◆ Arbeitsauftrag:
Schreibe den Ausgangstext zur Notwehr und zum ETI vollständig und wortgetreu ab.

◆ Ausgangstext:
══════════

II. Falllösung nach den hier vertretenen Auffassungen zur Notwehr und zum ETI

Das Bundessozialgericht hatte in seiner Entscheidung im obigen Fall eine Notwehrlage zugunsten des Ehemanns mit dem Verweis, dass das drohenden Erfolgsunrecht die Rechtswidrigkeit des Angriffs indiziere, bejaht und die Rechtfertigung der Tötungshandlung lediglich versagt, weil der Ehemann mit der tödlichen Abwehr die Grenzen der Gebotenheit überschritten habe. Es versäumte leider, die Rechtswidrigkeit des Angriffs gründlich zu untersuchen,[2] wobei sich zwei Fragen stellen:

Erstens, ob drohendes Erfolgsunrecht dem Erfordernis des rechtswidrigen Angriffs genügt oder ob ein Handlungsunrecht hinzutreten muss und zweitens, ob der unvermeidbare ETI nicht nur die Schuld, sondern auch die Rechtswidrigkeit entfallen lässt. Beide Fragen sind Gegenstand umfassender Diskussionen, die hier nicht abgebildet werden können.[3] Der Beitrag beschränkt sich daher auf einen für die folgenden Ausführungen zentralen Aspekt.

══════════

◆ Liste der Zeilen:
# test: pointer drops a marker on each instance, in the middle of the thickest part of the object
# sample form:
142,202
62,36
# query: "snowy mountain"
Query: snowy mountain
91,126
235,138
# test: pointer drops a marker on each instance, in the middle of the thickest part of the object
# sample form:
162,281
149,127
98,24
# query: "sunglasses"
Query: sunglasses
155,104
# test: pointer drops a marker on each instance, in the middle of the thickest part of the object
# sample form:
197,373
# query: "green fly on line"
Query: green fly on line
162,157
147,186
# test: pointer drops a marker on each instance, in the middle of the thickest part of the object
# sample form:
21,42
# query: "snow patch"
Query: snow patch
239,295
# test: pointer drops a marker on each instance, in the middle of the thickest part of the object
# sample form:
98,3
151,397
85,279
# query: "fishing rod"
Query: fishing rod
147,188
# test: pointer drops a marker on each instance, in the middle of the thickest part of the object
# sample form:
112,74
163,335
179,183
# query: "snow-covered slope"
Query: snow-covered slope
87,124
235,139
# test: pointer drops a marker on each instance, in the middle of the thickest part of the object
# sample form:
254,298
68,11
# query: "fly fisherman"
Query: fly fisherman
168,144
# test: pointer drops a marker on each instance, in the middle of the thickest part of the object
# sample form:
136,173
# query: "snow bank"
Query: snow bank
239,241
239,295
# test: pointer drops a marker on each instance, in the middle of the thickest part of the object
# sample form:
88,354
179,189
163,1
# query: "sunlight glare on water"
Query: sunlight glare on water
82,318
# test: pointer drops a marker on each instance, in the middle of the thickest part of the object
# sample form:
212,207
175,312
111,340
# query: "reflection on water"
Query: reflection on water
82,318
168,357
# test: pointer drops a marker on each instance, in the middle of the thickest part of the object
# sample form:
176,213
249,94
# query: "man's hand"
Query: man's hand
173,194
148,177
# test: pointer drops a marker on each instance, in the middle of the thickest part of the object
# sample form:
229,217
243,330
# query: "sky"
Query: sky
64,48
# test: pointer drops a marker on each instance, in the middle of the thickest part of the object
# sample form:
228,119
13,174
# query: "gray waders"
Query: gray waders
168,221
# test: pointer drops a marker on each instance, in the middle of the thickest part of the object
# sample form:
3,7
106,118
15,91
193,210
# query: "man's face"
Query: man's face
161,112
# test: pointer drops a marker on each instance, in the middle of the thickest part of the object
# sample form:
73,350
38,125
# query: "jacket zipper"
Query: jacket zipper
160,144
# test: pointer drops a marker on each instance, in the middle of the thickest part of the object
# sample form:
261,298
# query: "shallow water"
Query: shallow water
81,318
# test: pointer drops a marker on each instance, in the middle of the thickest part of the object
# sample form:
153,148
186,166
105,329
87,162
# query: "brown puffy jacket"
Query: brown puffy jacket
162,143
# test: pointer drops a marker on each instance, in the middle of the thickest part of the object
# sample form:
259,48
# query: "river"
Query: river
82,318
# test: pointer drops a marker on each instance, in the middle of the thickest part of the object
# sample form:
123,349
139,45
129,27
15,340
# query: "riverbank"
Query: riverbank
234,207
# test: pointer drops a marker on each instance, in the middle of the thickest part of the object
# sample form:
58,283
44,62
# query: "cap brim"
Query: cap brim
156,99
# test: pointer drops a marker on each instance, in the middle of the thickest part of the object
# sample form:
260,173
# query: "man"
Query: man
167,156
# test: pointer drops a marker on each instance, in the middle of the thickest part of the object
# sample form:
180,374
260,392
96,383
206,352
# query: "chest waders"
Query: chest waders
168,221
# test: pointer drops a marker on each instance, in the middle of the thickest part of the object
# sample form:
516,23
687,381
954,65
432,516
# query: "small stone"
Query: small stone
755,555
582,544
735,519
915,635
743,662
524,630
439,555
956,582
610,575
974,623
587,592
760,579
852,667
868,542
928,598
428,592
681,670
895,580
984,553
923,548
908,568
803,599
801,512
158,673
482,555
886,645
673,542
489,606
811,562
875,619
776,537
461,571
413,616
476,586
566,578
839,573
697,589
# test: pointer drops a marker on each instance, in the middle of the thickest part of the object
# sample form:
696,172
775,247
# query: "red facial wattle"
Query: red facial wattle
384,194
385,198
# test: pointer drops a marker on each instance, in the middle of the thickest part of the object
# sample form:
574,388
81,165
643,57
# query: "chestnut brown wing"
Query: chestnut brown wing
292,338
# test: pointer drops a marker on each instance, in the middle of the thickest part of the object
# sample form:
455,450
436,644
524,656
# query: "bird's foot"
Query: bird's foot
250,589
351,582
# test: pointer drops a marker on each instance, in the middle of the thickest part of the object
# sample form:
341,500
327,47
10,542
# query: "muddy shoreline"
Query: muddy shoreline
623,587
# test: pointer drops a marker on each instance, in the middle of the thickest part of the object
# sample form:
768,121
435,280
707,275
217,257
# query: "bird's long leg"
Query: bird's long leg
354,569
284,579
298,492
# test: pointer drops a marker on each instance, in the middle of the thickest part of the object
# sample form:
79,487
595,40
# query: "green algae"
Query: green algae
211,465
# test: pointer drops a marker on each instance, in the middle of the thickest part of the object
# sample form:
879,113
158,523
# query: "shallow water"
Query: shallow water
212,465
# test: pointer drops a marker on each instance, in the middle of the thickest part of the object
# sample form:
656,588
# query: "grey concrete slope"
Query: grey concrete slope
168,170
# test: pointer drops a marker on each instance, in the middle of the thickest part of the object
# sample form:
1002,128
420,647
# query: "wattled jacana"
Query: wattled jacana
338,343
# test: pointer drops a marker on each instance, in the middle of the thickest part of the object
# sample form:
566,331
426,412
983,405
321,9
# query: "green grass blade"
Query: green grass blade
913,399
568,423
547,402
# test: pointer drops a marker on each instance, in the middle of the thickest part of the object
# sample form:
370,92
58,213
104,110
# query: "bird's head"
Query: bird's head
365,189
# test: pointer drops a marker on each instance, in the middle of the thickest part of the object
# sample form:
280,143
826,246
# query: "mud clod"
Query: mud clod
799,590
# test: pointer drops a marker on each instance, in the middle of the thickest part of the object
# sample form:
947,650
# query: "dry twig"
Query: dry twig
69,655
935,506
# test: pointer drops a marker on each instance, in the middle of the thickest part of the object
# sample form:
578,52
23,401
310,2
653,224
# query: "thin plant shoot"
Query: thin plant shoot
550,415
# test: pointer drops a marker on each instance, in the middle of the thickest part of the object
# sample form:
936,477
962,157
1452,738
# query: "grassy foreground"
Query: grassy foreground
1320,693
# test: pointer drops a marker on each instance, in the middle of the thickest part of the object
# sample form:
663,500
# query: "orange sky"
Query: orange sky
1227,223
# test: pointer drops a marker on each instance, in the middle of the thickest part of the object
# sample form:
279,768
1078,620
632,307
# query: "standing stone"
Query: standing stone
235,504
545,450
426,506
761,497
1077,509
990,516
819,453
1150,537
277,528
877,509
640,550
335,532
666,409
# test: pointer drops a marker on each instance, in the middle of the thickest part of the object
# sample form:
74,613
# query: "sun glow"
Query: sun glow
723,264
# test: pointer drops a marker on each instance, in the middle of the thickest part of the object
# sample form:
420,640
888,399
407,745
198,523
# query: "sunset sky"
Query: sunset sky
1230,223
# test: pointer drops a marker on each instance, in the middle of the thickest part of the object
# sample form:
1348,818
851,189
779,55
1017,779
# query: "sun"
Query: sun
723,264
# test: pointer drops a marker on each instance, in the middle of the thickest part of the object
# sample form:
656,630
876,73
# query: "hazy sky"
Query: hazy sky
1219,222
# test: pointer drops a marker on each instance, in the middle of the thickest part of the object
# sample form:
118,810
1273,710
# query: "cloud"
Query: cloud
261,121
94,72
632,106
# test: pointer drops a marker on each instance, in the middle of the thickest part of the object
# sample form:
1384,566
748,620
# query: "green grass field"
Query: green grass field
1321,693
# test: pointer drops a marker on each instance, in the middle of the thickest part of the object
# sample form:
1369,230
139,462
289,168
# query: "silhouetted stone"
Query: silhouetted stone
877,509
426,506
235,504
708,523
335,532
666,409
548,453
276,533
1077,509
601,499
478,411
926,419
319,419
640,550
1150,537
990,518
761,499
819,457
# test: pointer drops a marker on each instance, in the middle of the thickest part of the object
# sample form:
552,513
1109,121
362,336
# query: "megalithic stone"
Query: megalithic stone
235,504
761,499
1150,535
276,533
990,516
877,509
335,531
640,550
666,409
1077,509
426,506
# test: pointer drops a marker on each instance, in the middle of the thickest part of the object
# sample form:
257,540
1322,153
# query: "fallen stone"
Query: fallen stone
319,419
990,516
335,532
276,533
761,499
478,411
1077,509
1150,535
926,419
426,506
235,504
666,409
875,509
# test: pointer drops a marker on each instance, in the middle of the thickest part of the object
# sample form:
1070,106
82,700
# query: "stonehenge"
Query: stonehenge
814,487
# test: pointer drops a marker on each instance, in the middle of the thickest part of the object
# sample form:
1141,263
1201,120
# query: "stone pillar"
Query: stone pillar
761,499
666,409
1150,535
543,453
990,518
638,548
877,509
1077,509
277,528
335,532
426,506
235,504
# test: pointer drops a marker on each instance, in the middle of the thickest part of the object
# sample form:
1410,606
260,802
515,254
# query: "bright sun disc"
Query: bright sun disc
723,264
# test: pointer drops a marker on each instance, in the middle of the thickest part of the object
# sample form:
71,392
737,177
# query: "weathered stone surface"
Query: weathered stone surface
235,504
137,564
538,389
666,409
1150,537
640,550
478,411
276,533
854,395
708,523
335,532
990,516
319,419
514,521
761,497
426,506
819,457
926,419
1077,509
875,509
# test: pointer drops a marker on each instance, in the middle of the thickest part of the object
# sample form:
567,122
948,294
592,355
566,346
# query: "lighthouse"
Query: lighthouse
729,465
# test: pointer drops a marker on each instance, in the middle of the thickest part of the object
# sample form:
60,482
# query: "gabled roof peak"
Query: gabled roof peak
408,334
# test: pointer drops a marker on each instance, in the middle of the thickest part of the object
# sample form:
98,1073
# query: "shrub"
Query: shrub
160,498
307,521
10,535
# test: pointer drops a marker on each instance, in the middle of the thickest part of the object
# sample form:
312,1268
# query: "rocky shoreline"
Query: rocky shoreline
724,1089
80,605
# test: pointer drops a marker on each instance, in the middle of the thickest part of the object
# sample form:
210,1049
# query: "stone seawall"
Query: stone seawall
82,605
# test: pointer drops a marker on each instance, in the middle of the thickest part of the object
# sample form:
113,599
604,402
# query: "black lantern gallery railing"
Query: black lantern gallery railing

══════════

◆ Ergebnis:
II. Falllösung nach den hier vertretenen Auffassungen zur Notwehr und zum ETI

Das Bundessozialgericht hatte in seiner Entscheidung im obigen Fall eine Notwehrlage zugunsten des Ehemanns mit dem Verweis, dass das drohenden Erfolgsunrecht die Rechtswidrigkeit des Angriffs indiziere, bejaht und die Rechtfertigung der Tötungshandlung lediglich versagt, weil der Ehemann mit der tödlichen Abwehr die Grenzen der Gebotenheit überschritten habe. Es versäumte leider, die Rechtswidrigkeit des Angriffs gründlich zu untersuchen,[2] wobei sich zwei Fragen stellen:

Erstens, ob drohendes Erfolgsunrecht dem Erfordernis des rechtswidrigen Angriffs genügt oder ob ein Handlungsunrecht hinzutreten muss und zweitens, ob der unvermeidbare ETI nicht nur die Schuld, sondern auch die Rechtswidrigkeit entfallen lässt. Beide Fragen sind Gegenstand umfassender Diskussionen, die hier nicht abgebildet werden können.[3] Der Beitrag beschränkt sich daher auf einen für die folgenden Ausführungen zentralen Aspekt.